Extrait de page:
┄┄┄┄┄┄
Né le 1er novembre 2003, à Kumasi au Ghana, Ernest Nuamah est l’un de ces jeunes ayant bénéficié du système de la Right to Dream Academy. Celui-ci tend à donner à chaque talent la possibilité d’atteindre l’excellence, l’épanouissement personnel sur et en dehors des terrains de football, au travers d’une éducation complète et d’un système collaboratif entre différents clubs et branches de l’académie au Danemark, en Égypte ou encore aux États-Unis. Celle dont Ernest Nuamah est issu, à Accra, fut la première, fondée en 1999. La plus prolifique aussi, avec des garçons comme Mohammed Kudus ou Kamaldeen Sulemana qui en sont récemment sortis.
┄┄┄┄┄┄
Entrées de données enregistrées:
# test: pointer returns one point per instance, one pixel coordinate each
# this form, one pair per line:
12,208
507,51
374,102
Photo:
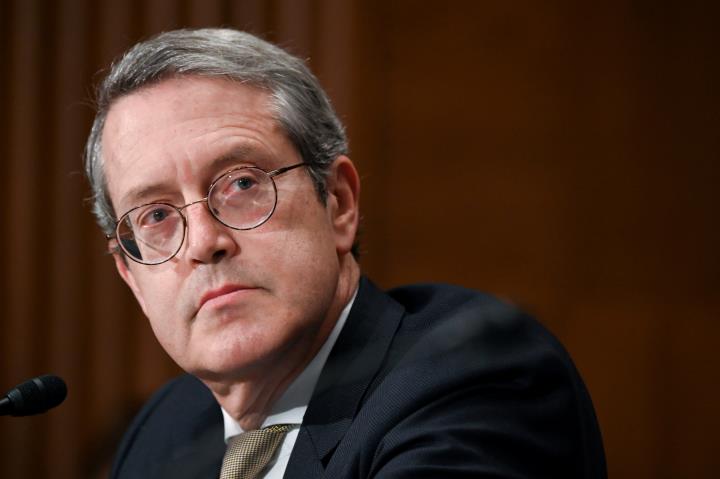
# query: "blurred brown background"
563,155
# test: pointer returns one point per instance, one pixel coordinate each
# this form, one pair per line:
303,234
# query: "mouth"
222,295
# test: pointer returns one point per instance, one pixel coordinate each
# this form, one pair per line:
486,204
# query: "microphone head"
36,396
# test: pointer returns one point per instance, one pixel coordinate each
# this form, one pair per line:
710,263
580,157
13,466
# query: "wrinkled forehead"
153,130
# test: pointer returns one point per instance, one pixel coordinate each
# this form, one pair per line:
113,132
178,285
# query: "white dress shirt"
291,407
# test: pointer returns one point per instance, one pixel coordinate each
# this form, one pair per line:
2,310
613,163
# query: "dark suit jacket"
425,381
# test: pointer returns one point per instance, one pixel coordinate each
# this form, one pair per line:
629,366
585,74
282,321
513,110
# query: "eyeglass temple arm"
282,170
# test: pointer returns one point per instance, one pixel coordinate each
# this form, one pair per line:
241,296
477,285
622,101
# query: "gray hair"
298,101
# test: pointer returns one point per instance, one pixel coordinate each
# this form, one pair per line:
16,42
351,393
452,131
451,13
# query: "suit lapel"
353,363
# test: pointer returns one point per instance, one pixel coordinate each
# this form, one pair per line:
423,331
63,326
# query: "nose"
208,241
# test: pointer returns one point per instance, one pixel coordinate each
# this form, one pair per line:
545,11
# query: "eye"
153,215
243,183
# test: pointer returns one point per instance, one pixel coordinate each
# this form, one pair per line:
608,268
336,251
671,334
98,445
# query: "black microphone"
34,396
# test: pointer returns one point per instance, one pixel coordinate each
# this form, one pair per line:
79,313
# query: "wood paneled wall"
562,156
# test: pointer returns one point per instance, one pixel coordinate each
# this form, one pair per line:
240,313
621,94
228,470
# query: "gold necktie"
248,453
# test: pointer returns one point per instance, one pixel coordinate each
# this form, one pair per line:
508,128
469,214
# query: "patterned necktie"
248,453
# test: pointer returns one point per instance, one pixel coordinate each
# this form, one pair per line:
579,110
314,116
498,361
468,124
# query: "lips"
218,293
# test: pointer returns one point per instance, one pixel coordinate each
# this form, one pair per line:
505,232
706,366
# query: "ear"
343,202
122,266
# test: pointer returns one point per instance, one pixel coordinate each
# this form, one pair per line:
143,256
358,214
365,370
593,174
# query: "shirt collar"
292,404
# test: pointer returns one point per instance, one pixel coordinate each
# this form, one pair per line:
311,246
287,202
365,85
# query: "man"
220,176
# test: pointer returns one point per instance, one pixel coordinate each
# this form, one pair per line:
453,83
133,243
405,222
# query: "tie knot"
248,453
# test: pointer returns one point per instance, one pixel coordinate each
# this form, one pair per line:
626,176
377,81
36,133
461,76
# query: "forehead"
170,131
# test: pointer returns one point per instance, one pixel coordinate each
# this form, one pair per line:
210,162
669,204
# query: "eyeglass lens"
242,199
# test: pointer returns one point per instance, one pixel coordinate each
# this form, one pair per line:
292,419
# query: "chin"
229,362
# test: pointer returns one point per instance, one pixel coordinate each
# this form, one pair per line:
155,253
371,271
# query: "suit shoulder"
179,413
469,316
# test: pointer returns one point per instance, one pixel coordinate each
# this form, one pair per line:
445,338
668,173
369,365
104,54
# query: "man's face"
231,302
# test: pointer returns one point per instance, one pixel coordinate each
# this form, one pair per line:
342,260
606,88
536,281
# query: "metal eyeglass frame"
271,174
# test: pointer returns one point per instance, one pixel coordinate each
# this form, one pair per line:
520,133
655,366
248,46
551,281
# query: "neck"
249,399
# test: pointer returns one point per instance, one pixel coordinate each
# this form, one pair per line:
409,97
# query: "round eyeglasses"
241,199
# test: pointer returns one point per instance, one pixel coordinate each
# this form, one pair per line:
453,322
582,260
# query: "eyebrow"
220,165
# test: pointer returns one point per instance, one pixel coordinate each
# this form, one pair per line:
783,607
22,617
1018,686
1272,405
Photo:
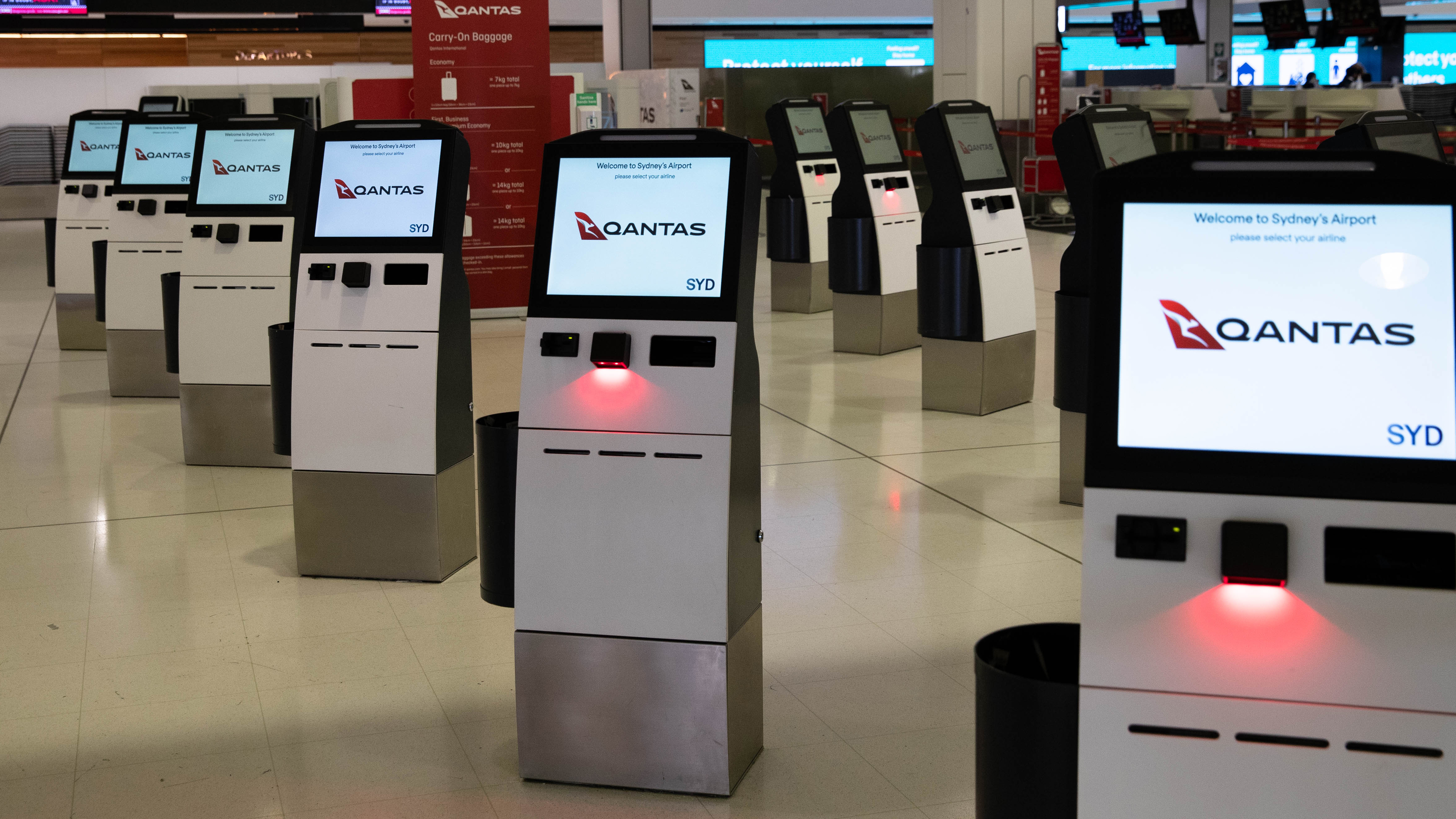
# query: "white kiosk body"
148,229
82,216
873,234
236,280
1269,610
383,474
638,646
801,199
977,298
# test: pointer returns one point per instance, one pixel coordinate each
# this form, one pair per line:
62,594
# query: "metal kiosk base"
382,525
76,326
877,324
1073,455
800,288
653,715
977,378
137,365
228,425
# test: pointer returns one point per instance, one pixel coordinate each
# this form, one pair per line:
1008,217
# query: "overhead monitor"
376,188
975,142
1123,142
159,154
1420,143
640,226
1288,328
810,135
94,146
876,136
245,167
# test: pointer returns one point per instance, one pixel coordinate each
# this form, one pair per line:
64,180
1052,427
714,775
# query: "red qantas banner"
1049,97
487,71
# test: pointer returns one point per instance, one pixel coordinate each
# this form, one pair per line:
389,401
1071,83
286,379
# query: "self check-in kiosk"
1269,604
241,248
801,196
1406,132
1094,139
873,234
383,477
148,228
82,216
638,645
977,301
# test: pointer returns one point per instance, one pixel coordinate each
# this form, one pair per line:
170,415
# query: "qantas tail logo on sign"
589,228
1189,333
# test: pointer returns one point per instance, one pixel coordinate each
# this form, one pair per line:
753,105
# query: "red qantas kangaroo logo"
589,228
1189,333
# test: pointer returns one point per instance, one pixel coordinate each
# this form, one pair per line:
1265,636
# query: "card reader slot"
1395,750
1282,739
1170,731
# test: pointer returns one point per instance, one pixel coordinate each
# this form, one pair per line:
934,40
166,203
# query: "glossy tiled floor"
159,656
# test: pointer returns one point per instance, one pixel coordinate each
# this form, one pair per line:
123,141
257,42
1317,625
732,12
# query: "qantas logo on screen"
162,155
589,229
226,170
347,193
449,14
1192,334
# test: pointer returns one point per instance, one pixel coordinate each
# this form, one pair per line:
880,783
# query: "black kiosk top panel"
396,184
249,165
92,143
647,224
1279,326
156,154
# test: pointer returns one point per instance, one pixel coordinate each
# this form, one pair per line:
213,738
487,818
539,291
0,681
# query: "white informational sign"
159,155
248,167
379,188
640,226
1301,328
94,146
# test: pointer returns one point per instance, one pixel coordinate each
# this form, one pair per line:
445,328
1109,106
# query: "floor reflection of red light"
1253,623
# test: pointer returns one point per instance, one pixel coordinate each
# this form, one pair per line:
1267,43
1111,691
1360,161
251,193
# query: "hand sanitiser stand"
638,645
801,196
383,477
873,234
148,228
236,282
82,216
1094,139
1269,603
977,301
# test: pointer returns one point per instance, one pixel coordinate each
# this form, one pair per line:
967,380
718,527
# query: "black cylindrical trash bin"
496,438
100,277
1027,722
171,308
280,372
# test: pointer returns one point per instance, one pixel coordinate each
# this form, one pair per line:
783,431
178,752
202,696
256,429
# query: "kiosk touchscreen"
148,226
801,196
248,178
82,216
977,301
1406,132
1270,528
1094,139
873,234
383,477
637,500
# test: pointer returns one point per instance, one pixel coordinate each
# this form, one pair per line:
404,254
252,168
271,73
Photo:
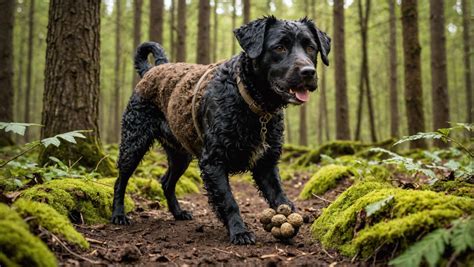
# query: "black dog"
240,117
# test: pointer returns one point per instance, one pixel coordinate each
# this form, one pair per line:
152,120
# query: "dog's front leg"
220,196
267,178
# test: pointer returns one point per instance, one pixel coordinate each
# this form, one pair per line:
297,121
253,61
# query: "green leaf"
371,209
51,141
16,127
462,236
430,248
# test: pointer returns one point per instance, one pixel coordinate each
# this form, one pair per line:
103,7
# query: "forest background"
125,23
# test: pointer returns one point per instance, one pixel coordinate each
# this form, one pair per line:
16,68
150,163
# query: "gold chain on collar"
264,118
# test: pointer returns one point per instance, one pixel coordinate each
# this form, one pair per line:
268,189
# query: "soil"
155,238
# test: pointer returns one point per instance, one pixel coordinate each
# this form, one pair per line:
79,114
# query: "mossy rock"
┄┄┄┄┄┄
Consigne 1: Recopiez le passage du texte sur Ernest Nuamah, de « Né le 1er novembre » à « sont récemment sortis. ».
Consigne 2: D'après le texte sur Ernest Nuamah, en quelle année l'académie d'Accra a-t-elle été fondée ?
Consigne 3: Rédigez la suite du texte sur Ernest Nuamah, à partir de sa dernière phrase.

Réponse 1:
Né le 1er novembre 2003, à Kumasi au Ghana, Ernest Nuamah est l’un de ces jeunes ayant bénéficié du système de la Right to Dream Academy. Celui-ci tend à donner à chaque talent la possibilité d’atteindre l’excellence, l’épanouissement personnel sur et en dehors des terrains de football, au travers d’une éducation complète et d’un système collaboratif entre différents clubs et branches de l’académie au Danemark, en Égypte ou encore aux États-Unis. Celle dont Ernest Nuamah est issu, à Accra, fut la première, fondée en 1999. La plus prolifique aussi, avec des garçons comme Mohammed Kudus ou Kamaldeen Sulemana qui en sont récemment sortis.

Réponse 2: En 1999.

Réponse 3:
C’est en janvier 2022 qu’Ernest débarque dans le principal club affilié à la Right To Dream, le FC Nordsjaelland. Situé au nord de Copenhague, à Farum, il est un vivier qui semble inépuisable de talents. En plus des deux Ghanéens cités précédemment, Andreas Skov Olsen, Mikkel Damsgaard et dernièrement le Norvégien Andreas Schjelderup sont quelques-unes de ses réussites. Malgré les bénéfices générés par ses grosses ventes, le FCN suit toujours sa ligne de conduite, préférant donner leur chance aux jeunes issus de sa formation, plutôt que d’investir dans les transferts. Et quand cela est nécessaire, il s’agit bien souvent d’un recrutement malin. En témoigne le retour au bercail de Marcus Ingvartsen cet été, en provenance de Mayence et déjà auteur de six buts depuis.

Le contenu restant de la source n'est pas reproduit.